* [Written exercise] Reproduce the records starting at the line containing "Could you please outline every instance of the polka" and ending at the line containing "Please outline every instance of the polka dot cushion.", switching "polka dot cushion" to "striped cushion" and leaving everything else unchanged.

Spatial annotation records

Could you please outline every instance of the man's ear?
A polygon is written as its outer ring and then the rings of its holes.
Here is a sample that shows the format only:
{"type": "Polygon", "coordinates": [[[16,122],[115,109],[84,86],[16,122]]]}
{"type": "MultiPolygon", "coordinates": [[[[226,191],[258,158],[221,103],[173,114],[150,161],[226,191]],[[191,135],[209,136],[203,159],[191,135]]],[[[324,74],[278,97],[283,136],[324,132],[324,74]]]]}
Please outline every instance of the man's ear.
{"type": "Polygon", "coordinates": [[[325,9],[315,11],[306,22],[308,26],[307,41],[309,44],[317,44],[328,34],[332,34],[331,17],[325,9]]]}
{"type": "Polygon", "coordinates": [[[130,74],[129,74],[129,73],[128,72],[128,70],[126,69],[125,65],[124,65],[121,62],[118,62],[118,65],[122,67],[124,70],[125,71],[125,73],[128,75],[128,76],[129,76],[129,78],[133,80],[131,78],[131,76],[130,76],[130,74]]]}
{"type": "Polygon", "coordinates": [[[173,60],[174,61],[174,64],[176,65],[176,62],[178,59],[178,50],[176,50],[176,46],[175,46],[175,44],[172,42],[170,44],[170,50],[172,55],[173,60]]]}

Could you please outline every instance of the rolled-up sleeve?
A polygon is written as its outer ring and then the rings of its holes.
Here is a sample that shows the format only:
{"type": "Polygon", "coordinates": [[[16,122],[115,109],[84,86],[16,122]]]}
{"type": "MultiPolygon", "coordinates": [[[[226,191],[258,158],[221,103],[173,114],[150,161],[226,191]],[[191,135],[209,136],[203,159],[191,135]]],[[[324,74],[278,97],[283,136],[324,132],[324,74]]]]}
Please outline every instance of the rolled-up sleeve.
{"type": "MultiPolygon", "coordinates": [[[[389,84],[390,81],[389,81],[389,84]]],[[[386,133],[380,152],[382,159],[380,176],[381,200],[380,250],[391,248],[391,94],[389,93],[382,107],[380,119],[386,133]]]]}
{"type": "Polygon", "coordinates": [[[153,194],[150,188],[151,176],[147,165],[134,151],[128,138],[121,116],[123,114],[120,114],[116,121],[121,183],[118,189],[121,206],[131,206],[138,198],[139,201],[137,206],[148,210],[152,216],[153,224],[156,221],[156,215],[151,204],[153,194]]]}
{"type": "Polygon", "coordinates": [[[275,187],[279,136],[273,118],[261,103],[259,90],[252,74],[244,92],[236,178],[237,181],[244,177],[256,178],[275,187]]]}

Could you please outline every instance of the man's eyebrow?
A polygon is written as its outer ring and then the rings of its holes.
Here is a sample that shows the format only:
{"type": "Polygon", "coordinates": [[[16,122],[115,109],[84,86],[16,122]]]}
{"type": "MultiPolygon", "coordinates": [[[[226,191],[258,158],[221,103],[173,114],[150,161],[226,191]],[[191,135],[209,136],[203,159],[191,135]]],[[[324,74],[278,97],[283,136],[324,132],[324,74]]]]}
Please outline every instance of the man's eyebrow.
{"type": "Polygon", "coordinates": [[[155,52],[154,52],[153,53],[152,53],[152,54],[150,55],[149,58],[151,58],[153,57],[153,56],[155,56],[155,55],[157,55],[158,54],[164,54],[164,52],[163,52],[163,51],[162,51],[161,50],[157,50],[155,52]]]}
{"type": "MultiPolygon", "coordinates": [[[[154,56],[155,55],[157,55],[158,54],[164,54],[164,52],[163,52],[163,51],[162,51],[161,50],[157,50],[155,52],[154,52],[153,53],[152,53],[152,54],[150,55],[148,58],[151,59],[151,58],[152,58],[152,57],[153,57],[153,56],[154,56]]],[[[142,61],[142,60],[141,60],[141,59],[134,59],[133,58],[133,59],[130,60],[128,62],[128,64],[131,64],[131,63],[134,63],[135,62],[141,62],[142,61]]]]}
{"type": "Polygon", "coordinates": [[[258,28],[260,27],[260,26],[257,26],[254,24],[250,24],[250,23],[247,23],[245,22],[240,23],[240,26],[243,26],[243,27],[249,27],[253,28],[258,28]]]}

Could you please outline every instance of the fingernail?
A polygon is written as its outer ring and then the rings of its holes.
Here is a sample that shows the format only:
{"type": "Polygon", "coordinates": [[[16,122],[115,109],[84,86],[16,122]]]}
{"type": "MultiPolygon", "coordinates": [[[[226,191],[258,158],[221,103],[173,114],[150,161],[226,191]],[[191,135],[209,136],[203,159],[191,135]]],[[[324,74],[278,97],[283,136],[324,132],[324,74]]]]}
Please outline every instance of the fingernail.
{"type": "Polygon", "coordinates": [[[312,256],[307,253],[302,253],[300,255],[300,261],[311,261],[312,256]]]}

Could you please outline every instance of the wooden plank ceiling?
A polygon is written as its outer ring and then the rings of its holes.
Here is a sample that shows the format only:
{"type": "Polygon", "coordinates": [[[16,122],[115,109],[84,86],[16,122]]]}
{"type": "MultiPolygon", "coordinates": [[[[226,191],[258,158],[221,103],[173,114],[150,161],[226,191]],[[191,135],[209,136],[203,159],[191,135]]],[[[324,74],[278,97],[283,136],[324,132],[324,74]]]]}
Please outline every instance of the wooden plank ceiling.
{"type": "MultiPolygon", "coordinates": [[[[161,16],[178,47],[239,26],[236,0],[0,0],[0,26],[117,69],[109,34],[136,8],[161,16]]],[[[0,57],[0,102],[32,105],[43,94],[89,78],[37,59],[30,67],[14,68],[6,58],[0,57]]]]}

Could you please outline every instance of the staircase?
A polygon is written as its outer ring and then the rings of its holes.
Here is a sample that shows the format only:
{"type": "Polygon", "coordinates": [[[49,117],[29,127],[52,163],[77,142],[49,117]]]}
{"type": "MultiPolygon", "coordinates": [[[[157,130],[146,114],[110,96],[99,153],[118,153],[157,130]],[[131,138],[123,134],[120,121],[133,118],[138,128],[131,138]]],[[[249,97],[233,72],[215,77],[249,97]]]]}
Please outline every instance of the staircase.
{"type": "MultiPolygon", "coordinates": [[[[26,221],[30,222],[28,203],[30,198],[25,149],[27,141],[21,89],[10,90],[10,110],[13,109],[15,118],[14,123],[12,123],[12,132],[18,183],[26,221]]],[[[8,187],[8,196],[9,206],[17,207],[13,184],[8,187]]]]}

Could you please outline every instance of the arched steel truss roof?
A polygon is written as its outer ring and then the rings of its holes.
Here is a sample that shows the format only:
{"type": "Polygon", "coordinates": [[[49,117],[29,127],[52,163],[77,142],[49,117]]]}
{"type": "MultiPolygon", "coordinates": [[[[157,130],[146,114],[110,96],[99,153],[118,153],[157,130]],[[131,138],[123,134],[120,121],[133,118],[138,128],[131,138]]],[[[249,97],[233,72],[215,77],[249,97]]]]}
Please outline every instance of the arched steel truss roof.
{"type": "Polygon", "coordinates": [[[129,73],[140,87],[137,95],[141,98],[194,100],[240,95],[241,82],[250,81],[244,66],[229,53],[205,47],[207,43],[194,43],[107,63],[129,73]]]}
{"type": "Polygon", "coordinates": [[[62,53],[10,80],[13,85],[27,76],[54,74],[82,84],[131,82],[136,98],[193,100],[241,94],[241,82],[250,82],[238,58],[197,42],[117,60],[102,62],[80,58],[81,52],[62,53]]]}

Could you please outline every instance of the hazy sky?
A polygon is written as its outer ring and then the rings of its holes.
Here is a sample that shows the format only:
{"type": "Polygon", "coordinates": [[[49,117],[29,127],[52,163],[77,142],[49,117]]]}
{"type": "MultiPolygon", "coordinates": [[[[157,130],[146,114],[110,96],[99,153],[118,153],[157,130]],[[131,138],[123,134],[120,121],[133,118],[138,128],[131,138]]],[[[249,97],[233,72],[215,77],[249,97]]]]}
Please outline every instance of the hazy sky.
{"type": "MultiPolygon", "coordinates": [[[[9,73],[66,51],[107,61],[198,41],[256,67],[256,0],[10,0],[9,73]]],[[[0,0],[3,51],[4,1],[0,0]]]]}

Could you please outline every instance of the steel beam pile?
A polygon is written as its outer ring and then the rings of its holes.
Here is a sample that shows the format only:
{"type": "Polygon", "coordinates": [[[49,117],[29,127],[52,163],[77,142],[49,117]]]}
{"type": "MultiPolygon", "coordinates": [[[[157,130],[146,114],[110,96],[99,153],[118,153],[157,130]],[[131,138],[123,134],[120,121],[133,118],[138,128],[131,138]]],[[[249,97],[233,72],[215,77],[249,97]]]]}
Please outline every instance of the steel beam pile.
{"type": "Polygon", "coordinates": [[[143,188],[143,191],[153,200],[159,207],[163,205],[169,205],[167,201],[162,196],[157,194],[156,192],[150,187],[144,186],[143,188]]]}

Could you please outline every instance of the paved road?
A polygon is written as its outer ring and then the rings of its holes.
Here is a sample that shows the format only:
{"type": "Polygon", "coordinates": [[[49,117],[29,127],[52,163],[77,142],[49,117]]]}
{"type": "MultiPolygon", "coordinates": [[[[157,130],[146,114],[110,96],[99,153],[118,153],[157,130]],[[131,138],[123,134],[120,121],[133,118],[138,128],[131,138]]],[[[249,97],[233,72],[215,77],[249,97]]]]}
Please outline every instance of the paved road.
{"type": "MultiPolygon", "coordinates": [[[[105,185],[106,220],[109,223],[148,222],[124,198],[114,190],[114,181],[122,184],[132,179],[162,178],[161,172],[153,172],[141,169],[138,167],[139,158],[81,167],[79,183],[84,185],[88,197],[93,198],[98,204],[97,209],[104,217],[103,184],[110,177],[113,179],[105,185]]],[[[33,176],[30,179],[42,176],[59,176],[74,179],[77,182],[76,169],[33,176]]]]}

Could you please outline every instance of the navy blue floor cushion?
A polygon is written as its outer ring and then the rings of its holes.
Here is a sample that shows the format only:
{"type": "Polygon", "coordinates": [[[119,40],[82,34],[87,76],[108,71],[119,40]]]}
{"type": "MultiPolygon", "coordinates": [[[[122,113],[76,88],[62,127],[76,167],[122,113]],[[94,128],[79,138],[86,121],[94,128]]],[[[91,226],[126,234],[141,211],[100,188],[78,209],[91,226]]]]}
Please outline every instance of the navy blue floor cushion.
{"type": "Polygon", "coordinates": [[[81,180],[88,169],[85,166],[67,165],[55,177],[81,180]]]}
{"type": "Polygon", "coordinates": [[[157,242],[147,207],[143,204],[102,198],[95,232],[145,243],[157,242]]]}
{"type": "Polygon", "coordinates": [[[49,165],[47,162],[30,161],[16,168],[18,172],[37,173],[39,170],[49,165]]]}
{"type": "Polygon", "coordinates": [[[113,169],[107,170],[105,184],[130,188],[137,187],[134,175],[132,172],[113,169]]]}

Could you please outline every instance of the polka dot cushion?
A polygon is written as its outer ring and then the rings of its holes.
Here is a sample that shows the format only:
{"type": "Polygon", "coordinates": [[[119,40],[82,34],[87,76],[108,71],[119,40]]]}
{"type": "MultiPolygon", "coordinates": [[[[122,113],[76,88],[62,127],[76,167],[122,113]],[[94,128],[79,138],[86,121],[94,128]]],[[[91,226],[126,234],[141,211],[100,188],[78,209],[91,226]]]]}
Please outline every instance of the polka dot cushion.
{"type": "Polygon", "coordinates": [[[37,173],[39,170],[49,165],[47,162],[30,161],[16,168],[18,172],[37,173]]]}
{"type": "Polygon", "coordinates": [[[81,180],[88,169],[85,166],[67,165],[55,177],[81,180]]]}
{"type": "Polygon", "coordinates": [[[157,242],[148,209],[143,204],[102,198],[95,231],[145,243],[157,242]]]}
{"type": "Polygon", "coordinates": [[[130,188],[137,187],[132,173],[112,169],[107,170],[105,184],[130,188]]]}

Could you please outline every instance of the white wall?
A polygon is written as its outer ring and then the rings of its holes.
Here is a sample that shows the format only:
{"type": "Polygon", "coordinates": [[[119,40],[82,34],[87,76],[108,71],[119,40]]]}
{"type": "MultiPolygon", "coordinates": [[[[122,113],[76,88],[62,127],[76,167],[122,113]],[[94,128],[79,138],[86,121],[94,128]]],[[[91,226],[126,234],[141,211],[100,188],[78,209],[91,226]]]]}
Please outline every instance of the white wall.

* [Answer to the task]
Could you please outline every instance of the striped cushion?
A polygon is written as its outer ring and then the rings of its holes.
Here is a sample that shows the format only:
{"type": "Polygon", "coordinates": [[[119,40],[82,34],[87,76],[108,71],[119,40]]]}
{"type": "MultiPolygon", "coordinates": [[[[122,113],[76,88],[62,127],[76,167],[122,113]],[[94,128],[79,138],[86,121],[94,128]]],[[[91,226],[126,234],[141,211],[100,188],[78,209],[91,226]]]]}
Please outline every instance of the striped cushion.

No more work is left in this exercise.